Study questions:
[1] Decide whether each statement agrees with the account of Kateri Tekakwitha's life. Answer yes or no for each, quoting the exact words of the account that decide it: (a) She traveled more than 200 miles to a settlement near Montreal. (b) She joined the order of the women religious she visited in Montreal. (c) She received her First Holy Communion on Christmas Day 1679.
[2] Write what comes after the last sentence of the account of Kateri Tekakwitha's life.

Supplied passage:
Kateri Tekakwitha faced persecution, mockery, even threats after her conversion; she bore all with her trademark quiet grace and patience. Ultimately, though, with the help of Father de Lamberville and three fellow Native American converts, Kateri Tekakwitha traveled more than 200 miles to a settlement of Christian Native Americans near Montreal, Quebec. She arrived bearing a note from Father de Lamberville saying he was sending his fellow priests a “treasure” and to guard it well.
Woman of faith
Kateri Tekakwitha’s relationship with Christ deepened in her new home. She earned the respect and love of her companions for her fervent faith and devotion. She dedicated even her small tasks around the settlement to God.
Her great faith and zeal were rewarded on Christmas Day 1677 when she received her First Holy Communion. At the time, receiving Communion so quickly after baptism was a rare privilege. So, too, was her admission to the Holy Family society, a reflection of her grace and virtue.
While visiting women religious in Montreal, Kateri Tekakwitha found her life’s calling: to be a bride of Christ. She could not join their order, but on the Feast of the Annunciation 1679, she made her own vow of perpetual virginity and dedicated her life to caring for the sick and elderly and teaching children about the faith.
Already weak from her childhood illness, Kateri Tekakwitha’s health began to fail. Priests brought Communion to her bedside and administered Viaticum. On Wednesday of Holy Week, April 17, 1680, at just 24, Kateri Tekakwitha died with Jesus’ name on her lips.
Minutes after her death, those by her bedside reported that the smallpox scars disappeared from her face. Friends also reported that she appeared to them after her death. Prayers for her intercession began to be answered soon after.
Messengers went out from the mission after Kateri Tekakwitha’s death, spreading the sad news that “the saint is dead.” Though many thought her saintly while she was still alive, and still more have considered her a saint in the time intervening, Bl. Kateri Tekakwitha’s cause has taken many years to progress officially.

Data under study:

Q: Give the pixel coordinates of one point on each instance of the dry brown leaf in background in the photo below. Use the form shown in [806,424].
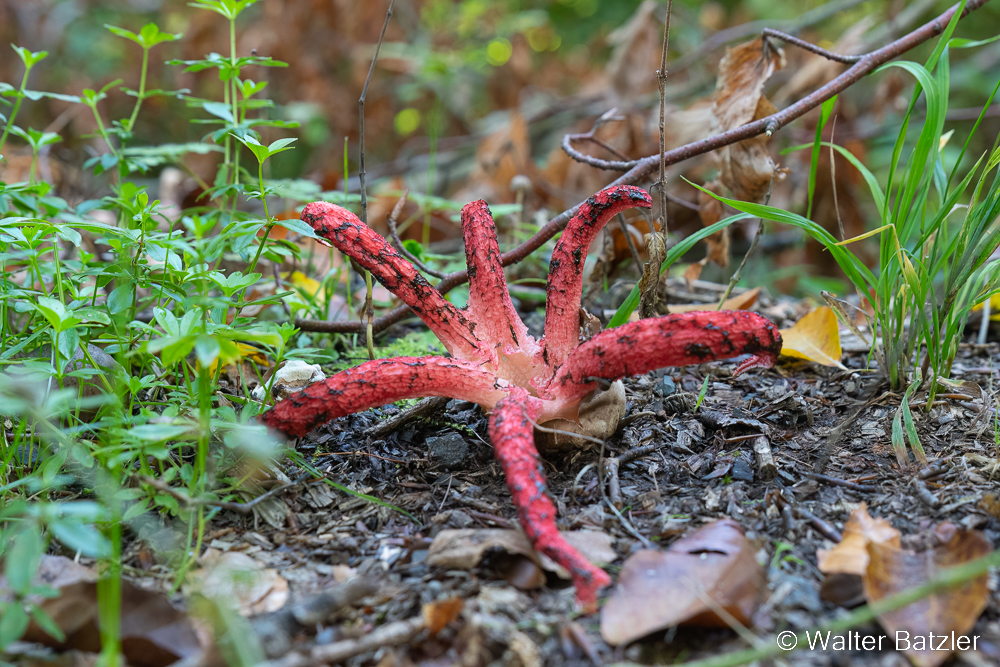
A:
[464,549]
[712,210]
[893,570]
[850,555]
[741,301]
[153,633]
[239,580]
[439,613]
[660,589]
[815,337]
[746,168]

Responses:
[1]
(a) Yes: "traveled more than 200 miles to a settlement of Christian Native Americans near Montreal, Quebec"
(b) No: "She could not join their order"
(c) No: "on Christmas Day 1677 when she received her First Holy Communion"

[2]
The Catholic Church has a long tradition of recognizing as saints people whose lives were outstanding examples of faith in practice. The process of determining sainthood proceeds in three phases, during which the church makes a thorough investigation of the person, her life and the miracles attributed to her intercession. The cause is directed by vice postulators, who collect and present information on behalf of the saint-to-be to the postulator in Rome.
Kateri Tekakwitha’s cause for canonization was accepted by the Congregation of Rites in 1939. On Jan. 3, 1943, Pope Pius XII declared the young woman’s virtues heroic and bestowed on her the title Venerable. On June 22, 1980, Pope John Paul II declared Kateri Tekakwitha Blessed. And on Dec. 19, 2011, Pope Benedict XVI signed a decree recognizing the final miracle needed to canonize Bl. Kateri Tekakwitha: Because of her intercession, young Jake Finkbonner of Washington miraculously recovered from a fatal skin infection.
In the U.S., Bl. Kateri Tekakwitha’s cause was most recently advanced by Vice Postulator Msgr. Paul Lenz of the Bureau of Catholic Indian Missions in Washington, D.C. Father Wayne Paysse, executive director of the Bureau, said that receiving the news of Bl. Kateri Tekakwitha’s sainthood was “one of the most exciting moments in the history of the Bureau.”
“When we heard the news, we were both filled with such emotion,” Father Paysse said of himself and Msgr. Lenz. “It is just so wonderful. Her canonization not only recognizes her holiness and witness to Christ, but also the great contribution of Native American people in the U.S. to the Church. This is a real gift.”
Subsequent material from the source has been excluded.